**What this task involves**.
Each entry below is to be written out exactly, and the pictures are to be left out.

**Source material**.

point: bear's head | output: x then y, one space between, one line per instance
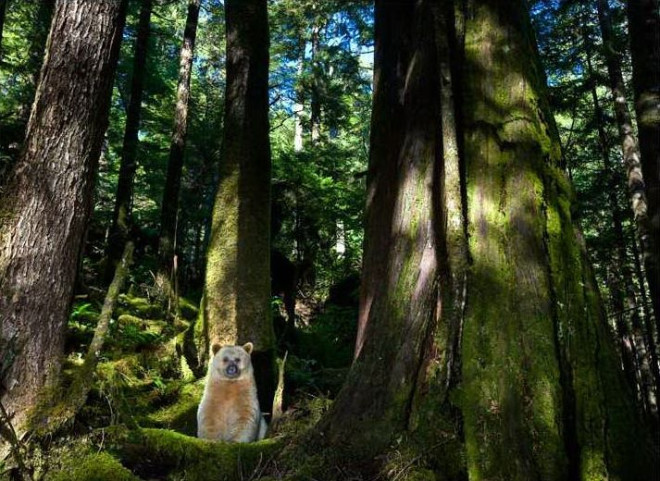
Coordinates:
232 362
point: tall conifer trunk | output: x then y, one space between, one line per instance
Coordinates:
237 290
491 361
644 27
3 10
170 203
121 217
45 207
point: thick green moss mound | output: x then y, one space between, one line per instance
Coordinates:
93 467
164 454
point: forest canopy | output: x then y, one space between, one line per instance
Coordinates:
430 228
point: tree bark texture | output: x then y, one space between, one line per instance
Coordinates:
619 277
44 211
121 217
170 204
644 27
490 351
3 10
237 290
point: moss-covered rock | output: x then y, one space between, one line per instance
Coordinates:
165 454
92 467
181 415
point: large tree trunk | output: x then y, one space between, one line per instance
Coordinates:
121 217
512 375
45 208
170 204
237 291
644 27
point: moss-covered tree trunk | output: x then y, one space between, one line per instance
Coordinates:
237 290
45 207
491 361
170 203
644 27
121 217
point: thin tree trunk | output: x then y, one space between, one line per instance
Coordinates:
615 278
632 342
49 197
76 395
3 9
170 203
648 335
644 27
299 106
237 290
121 217
315 100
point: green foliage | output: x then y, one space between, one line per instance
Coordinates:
92 467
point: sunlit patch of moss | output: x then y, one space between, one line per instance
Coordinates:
159 452
139 307
92 467
181 415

**Solution**.
point: bear's head | output: x then y, one space between, one line per instance
Coordinates:
232 362
point: tall conifer trunk | output: x then y, one space between, one line per instance
Coordinates:
237 290
491 361
644 27
3 10
170 203
121 217
45 207
point: thick green moss mound | output: x then y, one space between, one line per instance
Coordinates:
93 467
164 454
point: forest canopy | output: x then y, one space between, one line per instance
Coordinates:
430 228
point: tree bark texture | output: x then y, one space between, one line per instance
Coordinates:
619 277
44 211
121 217
170 204
644 27
490 351
3 10
237 290
point: moss-covered rock | output: x then y, one space between, one line per instance
Coordinates:
165 454
92 467
181 415
point: large tree trunk | output: x then y, one space between, one line per instance
Coordinates:
121 217
512 375
45 208
170 204
237 291
644 27
point: moss-covered tree trunk | output: x then y, one space between, one line per instance
Coordinates:
237 290
45 207
491 361
170 203
644 27
121 217
point: thin tree trunk | output: x then y, one space between, one line per instance
Coordinates:
615 278
632 342
49 197
76 395
3 9
170 203
648 335
644 27
299 106
237 290
121 217
315 100
point: green foliage | output: x then y, one space between, one line per instance
Coordinates:
92 467
point: sunlit patch of moss | output: x then y, one space between, one line per instance
Coordinates:
159 452
139 307
92 467
181 415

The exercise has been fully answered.